• **Exercise aim**: Please continue the piece on the stages of somatic unwinding, picking up after its final line.

A person with closed eyes, serene expression, in dark setting lit by candlelight on the right. Warm glow highlights face softly.


For a long time, I thought healing would look like insight. Like understanding. Like finally “getting it.”


Instead, healing showed up in my body.


In waves. In stages. In ways, I couldn’t intellectualize my way through.


What I experienced wasn’t chaos. It was somatic unwinding — the nervous system releasing what it had been holding for years.


I want to name the stages I moved through, not as a formula, but as a reflection. Because if you’re somewhere in the middle of this process, you might think something is wrong with you.


There isn’t.


Stage 1: The Crying Stage — When Safety Returns


This was the beginning.

Not because I suddenly became sad,but because my nervous system finally felt safe enough to feel.


The crying wasn’t always tied to a story. Sometimes it came out of nowhere. Sometimes it felt excessive, exhausting, confusing.


Somatically, this stage is about thawing.

Frozen emotions — held back for years — finally get permission to move.


Tears are not emotion. They are discharge.

This wasn’t weakness. This was my body saying: “I don’t need to hold this anymore.”


Stage 2: The Grief Stage — Mourning What Never Was


After the crying came grief.

Grief is different from sadness.


Sadness says: “This hurts.” Grief says: “This should have been different.”


This stage wasn’t about the present. It was about mourning:


  • the safety I didn’t receive

  • the protection that should have been baseline

  • the care that never arrived


Somatically, this stage recalibrates expectations. Hope-based survival strategies collapse.


This is where many people think they’re regressing.

They’re not.


Grief is integration, not breakdown.

Stage 3: The Rage Stage — When Boundaries Come Online


This stage is deeply misunderstood — especially for women.

Rage doesn’t come from dysregulation. It comes from safety.


Only when my system no longer needed to appease did anger arrive.

This wasn’t explosive or chaotic. It was clear. Hot. Grounded.


Somatically, this stage looks like:


  • clean sympathetic activation

  • voice without shaking

  • “no” without explanation

  • anger without panic

Rage is grief with direction.

• **Recorded data**:
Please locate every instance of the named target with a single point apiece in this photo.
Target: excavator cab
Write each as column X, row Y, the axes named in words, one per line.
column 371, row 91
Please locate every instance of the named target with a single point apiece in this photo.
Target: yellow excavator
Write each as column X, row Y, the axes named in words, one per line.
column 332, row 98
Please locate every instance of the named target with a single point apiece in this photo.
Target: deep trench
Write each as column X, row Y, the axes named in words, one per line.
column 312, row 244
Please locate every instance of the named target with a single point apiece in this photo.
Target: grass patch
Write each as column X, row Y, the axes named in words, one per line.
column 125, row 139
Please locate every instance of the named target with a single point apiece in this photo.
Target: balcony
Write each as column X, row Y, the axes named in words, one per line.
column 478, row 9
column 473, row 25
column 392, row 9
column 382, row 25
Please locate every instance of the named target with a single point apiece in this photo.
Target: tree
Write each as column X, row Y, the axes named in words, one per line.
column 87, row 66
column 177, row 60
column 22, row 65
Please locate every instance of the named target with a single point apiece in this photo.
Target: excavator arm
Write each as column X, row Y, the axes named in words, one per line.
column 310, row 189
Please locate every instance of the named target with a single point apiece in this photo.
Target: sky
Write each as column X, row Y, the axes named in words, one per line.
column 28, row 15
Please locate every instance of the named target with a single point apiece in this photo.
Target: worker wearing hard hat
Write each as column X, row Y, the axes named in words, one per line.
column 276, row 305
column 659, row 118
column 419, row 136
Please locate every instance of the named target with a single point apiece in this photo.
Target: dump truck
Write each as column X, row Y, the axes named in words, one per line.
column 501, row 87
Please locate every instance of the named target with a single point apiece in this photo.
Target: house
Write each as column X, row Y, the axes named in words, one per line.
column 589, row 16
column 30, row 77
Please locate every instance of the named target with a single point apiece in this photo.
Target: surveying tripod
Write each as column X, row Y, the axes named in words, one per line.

• **Exercise answer**:
This is where people-pleasing died. This is where self-protection returned.


Stage 4: The “Laughing Maniac” Stage — Energy Comes Back


This stage surprised me.


Suddenly, there was laughter. Absurdity. Playfulness. Moments of feeling almost too alive.


To someone who doesn’t understand somatic healing, this can look unstable.

It’s not.


This is life force returning.


Somatically, what’s happening:


  • trapped energy releases

  • dopamine comes back online

  • the nervous system remembers pleasure


Joy after trauma often looks chaotic before it looks calm.

This stage is the body realizing: “I survived.”



Stage 5: The Calm Stage — Regulation & Capacity


This is where I am now.

And it’s important to say this clearly:


This is not numbness. This is regulation.


The signs were subtle but profound:


  • anxiety dissolved

  • hard conversations no longer made me sweat

  • my body stayed present during conflict

  • no more nervous system hijack


Somatically, this is ventral vagal dominance. Flexibility. Capacity.


I can now:


  • feel without flooding

  • speak without appeasing

  • stay without dissociating


Peace isn’t the absence of feeling. It’s the presence of capacity.

Why Somatic Healing Made the Difference


Talk therapy gave me insight. Somatic healing gave me release.


My body didn’t need more explanations. It needed to:


  • complete interrupted survival responses

  • discharge stored energy

  • renegotiate safety


That’s why healing came in stages — not ideas.


One Last Truth


These stages aren’t linear. They’re spiral-based.

You may revisit grief — softer. Anger — clearer. Joy — deeper.


But you won’t return to the beginning.

Your nervous system has learned something irreversible:


You are safe in yourself.

And once the body knows that, everything else reorganizes.


This is it for today.


With the outmost love from the deepest corner of my heart.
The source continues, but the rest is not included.